### What you have to do
Copy every one of the lines below word for word, omitting the pictures.

### Given records
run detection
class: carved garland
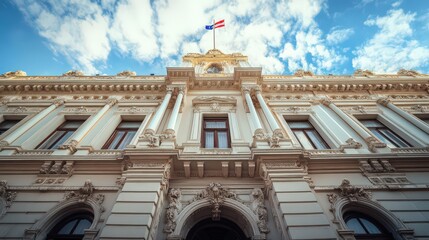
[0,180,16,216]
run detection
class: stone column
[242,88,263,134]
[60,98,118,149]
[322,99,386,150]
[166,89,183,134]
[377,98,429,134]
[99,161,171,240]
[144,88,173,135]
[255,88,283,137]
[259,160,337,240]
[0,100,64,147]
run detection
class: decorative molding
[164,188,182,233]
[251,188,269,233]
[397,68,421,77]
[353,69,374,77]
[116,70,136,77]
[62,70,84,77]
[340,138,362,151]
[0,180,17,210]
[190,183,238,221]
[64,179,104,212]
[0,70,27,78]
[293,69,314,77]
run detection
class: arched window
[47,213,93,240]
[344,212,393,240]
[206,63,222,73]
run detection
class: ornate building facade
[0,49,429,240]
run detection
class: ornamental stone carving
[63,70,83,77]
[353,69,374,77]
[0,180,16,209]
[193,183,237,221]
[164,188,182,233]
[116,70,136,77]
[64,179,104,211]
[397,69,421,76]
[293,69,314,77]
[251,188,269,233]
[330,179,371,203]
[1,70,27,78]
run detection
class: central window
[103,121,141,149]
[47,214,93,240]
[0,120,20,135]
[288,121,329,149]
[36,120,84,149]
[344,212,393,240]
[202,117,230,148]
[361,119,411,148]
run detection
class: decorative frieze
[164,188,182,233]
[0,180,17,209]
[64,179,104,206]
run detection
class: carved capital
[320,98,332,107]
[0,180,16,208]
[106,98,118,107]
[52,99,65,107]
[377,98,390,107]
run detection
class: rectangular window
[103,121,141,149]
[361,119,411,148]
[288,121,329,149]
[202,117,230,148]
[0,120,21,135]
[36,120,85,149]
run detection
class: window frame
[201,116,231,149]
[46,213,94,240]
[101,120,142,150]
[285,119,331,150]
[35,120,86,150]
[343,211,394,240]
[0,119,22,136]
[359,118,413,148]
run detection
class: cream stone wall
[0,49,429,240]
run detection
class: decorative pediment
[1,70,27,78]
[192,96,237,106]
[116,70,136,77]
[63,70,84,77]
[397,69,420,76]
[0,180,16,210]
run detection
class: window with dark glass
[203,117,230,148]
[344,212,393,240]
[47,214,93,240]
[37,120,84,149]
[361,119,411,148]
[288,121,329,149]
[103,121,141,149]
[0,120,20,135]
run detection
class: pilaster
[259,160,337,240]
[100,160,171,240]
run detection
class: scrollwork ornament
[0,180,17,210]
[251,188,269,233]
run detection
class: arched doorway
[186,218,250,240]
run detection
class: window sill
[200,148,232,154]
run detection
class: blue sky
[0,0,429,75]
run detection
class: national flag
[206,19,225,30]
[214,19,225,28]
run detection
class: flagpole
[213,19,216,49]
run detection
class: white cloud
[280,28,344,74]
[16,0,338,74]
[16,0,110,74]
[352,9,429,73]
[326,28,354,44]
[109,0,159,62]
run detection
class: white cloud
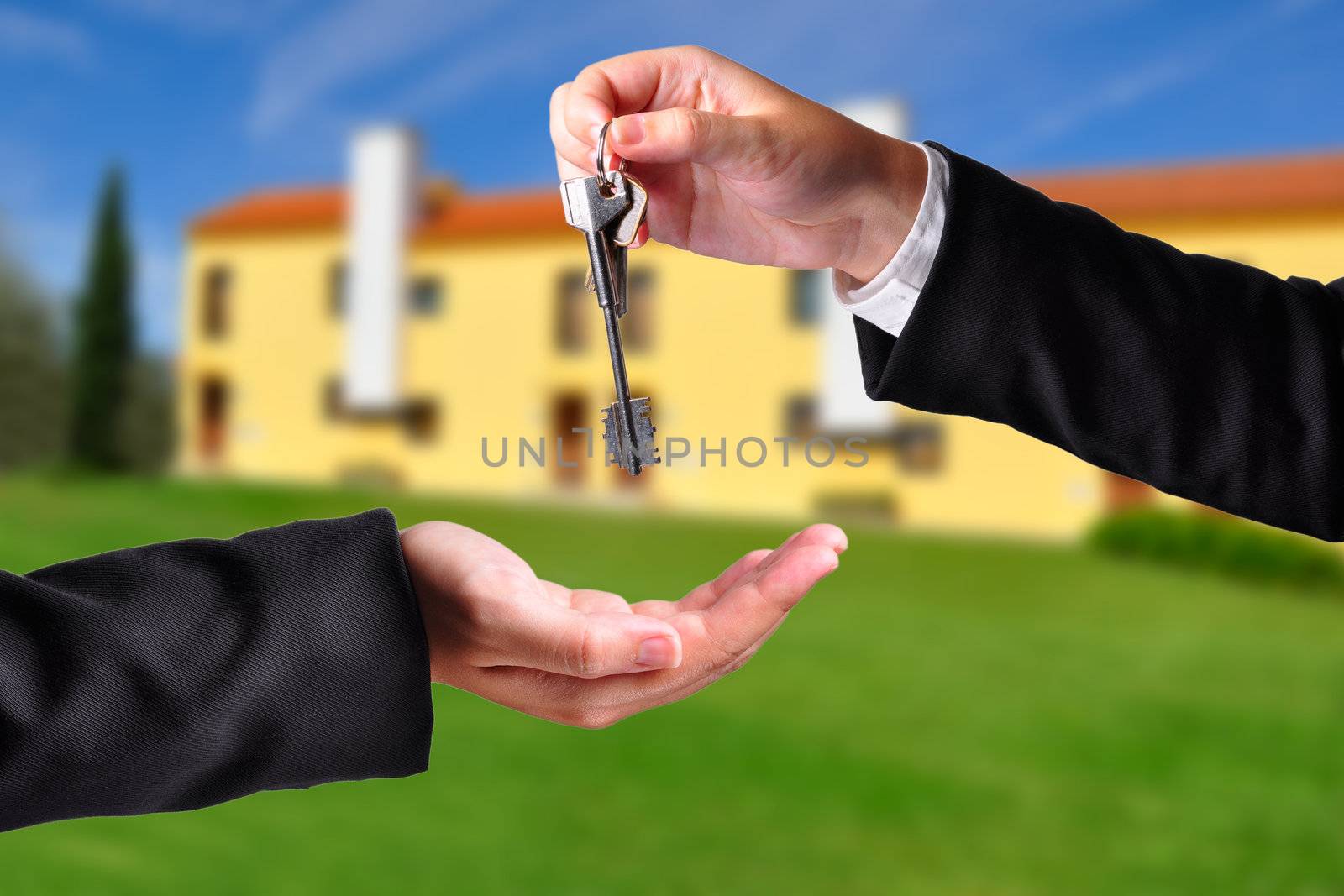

### Answer to this task
run detection
class: carved garland
[0,180,16,216]
run detection
class: stone column
[242,88,263,134]
[60,98,118,149]
[322,99,386,150]
[166,89,183,134]
[377,98,429,134]
[99,161,171,240]
[144,88,173,135]
[255,88,283,137]
[259,160,337,240]
[0,100,64,147]
run detection
class: decorative molding
[164,188,182,233]
[251,188,269,233]
[397,68,421,77]
[353,69,374,77]
[116,70,136,77]
[62,70,84,77]
[340,138,362,151]
[0,180,17,210]
[190,183,238,221]
[64,179,104,212]
[0,70,27,78]
[293,69,314,77]
run detection
class: arched window
[47,213,93,240]
[344,212,393,240]
[206,63,222,73]
run detection
class: ornate building facade
[0,49,429,240]
run detection
class: ornamental stone carving
[63,70,83,77]
[353,69,374,77]
[0,180,16,209]
[193,183,237,221]
[164,188,182,233]
[116,70,136,77]
[64,179,104,211]
[397,69,421,76]
[293,69,314,77]
[251,188,269,233]
[330,179,371,203]
[1,70,27,78]
run detection
class: central window
[103,121,141,149]
[47,214,93,240]
[0,120,20,135]
[288,121,329,149]
[36,120,84,149]
[344,212,393,240]
[202,117,230,148]
[361,119,411,148]
run detection
class: decorative frieze
[164,188,182,233]
[0,180,17,209]
[64,179,104,206]
run detection
class: carved capital
[320,98,332,107]
[0,180,16,208]
[106,98,118,107]
[52,99,65,107]
[377,98,390,107]
run detection
class: rectangular window
[103,121,141,149]
[361,119,411,148]
[288,121,329,149]
[202,117,230,148]
[0,120,21,135]
[36,120,85,149]
run detection
class: window frame
[201,116,231,149]
[46,213,94,240]
[101,120,142,150]
[285,119,331,150]
[35,120,86,150]
[343,211,394,240]
[0,119,22,136]
[359,118,413,148]
run detection
class: cream stone wall
[0,49,429,240]
run detection
class: decorative pediment
[1,70,27,78]
[192,96,237,106]
[116,70,136,77]
[63,70,84,77]
[397,69,420,76]
[0,180,16,210]
run detection
class: window with dark glass
[203,117,230,148]
[344,212,393,240]
[47,214,93,240]
[37,120,84,149]
[361,119,411,148]
[288,121,329,149]
[103,121,141,149]
[0,120,20,135]
run detection
class: pilaster
[259,160,337,240]
[100,160,171,240]
run detection
class: scrollwork ornament
[0,180,17,210]
[251,188,269,233]
run detection
class: arched doorway
[186,218,250,240]
run detection
class: window sill
[200,148,232,154]
run detection
class: blue sky
[0,0,429,75]
run detection
class: national flag
[206,19,225,30]
[214,19,225,28]
run detection
class: flagpole
[213,19,216,49]
run detection
class: white cloud
[280,28,344,74]
[16,0,338,74]
[16,0,110,74]
[352,9,429,73]
[326,28,354,44]
[109,0,159,62]
run detection
class: white cloud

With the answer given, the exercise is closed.